▶ _EXERCISE DIRECTIONS_:
Starting at the line that has "Localize shower head." and stopping after the line that has "[251, 0, 292, 42]", write out every line of the records below in full. Shift each answer coordinate by adding -51 to it, and leave every other number unchanged.

▶ _MATERIAL PROVIDED_:
* Start *

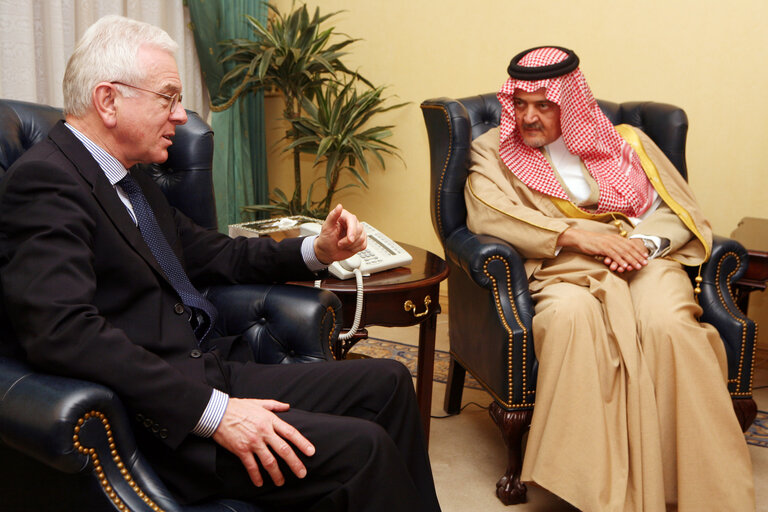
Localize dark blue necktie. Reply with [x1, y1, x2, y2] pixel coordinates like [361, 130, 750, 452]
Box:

* End *
* Start *

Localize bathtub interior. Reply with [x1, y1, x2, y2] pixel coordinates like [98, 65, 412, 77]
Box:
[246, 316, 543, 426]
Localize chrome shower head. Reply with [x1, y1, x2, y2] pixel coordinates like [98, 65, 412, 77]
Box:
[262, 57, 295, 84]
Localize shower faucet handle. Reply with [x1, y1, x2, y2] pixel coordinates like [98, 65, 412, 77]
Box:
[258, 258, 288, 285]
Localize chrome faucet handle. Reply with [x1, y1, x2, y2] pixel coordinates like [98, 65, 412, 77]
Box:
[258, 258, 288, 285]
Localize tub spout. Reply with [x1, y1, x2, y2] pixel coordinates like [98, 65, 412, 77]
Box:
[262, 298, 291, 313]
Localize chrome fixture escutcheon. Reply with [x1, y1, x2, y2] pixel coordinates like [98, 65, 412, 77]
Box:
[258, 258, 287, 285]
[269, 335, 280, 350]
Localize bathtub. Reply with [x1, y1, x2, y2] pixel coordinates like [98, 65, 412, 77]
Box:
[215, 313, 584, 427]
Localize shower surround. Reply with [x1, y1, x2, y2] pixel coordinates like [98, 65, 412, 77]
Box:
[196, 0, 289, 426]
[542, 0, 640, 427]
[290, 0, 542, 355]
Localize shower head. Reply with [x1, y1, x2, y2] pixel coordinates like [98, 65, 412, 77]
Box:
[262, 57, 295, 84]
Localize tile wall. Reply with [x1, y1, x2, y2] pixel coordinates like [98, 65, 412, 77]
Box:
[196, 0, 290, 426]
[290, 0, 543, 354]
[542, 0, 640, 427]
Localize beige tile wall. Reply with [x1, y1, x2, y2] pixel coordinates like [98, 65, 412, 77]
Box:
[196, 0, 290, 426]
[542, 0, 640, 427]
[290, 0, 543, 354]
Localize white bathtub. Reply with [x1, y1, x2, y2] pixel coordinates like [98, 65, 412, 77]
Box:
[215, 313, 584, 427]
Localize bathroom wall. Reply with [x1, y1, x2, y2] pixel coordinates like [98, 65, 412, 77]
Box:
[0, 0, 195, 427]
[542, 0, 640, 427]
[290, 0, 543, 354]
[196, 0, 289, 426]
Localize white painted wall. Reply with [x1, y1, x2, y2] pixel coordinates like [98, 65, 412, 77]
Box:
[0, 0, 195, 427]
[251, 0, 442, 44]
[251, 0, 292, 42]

* End *
* Start *

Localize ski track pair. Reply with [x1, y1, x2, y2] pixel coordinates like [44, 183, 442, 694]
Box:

* End *

▶ _SOLUTION_:
Localize shower head. Reply with [x1, y1, x2, y2] pixel coordinates like [98, 65, 412, 77]
Box:
[211, 6, 244, 33]
Localize tile wall. Reply with [x1, y1, x2, y2] pixel coordinates like [98, 65, 412, 77]
Box:
[145, -51, 239, 375]
[239, -51, 492, 303]
[491, -51, 589, 376]
Localize beige tile wall. Reply with [x1, y1, x2, y2] pixel coordinates like [98, 65, 412, 77]
Box:
[145, -51, 239, 375]
[491, -51, 589, 376]
[239, -51, 492, 303]
Localize white bathtub. Reply with [x1, y1, x2, y2] pixel coordinates like [98, 65, 412, 77]
Box:
[164, 262, 533, 376]
Localize bathroom wall. Reply with [x1, y1, x2, y2] pixel coordinates like [98, 65, 412, 77]
Box:
[-51, -51, 144, 376]
[491, -51, 589, 376]
[239, -51, 492, 303]
[145, -51, 238, 375]
Localize white painted wall. Reply with [x1, y1, x2, y2] pixel coordinates like [98, 65, 412, 77]
Box:
[-51, -51, 144, 376]
[200, -51, 391, -7]
[200, -51, 241, -9]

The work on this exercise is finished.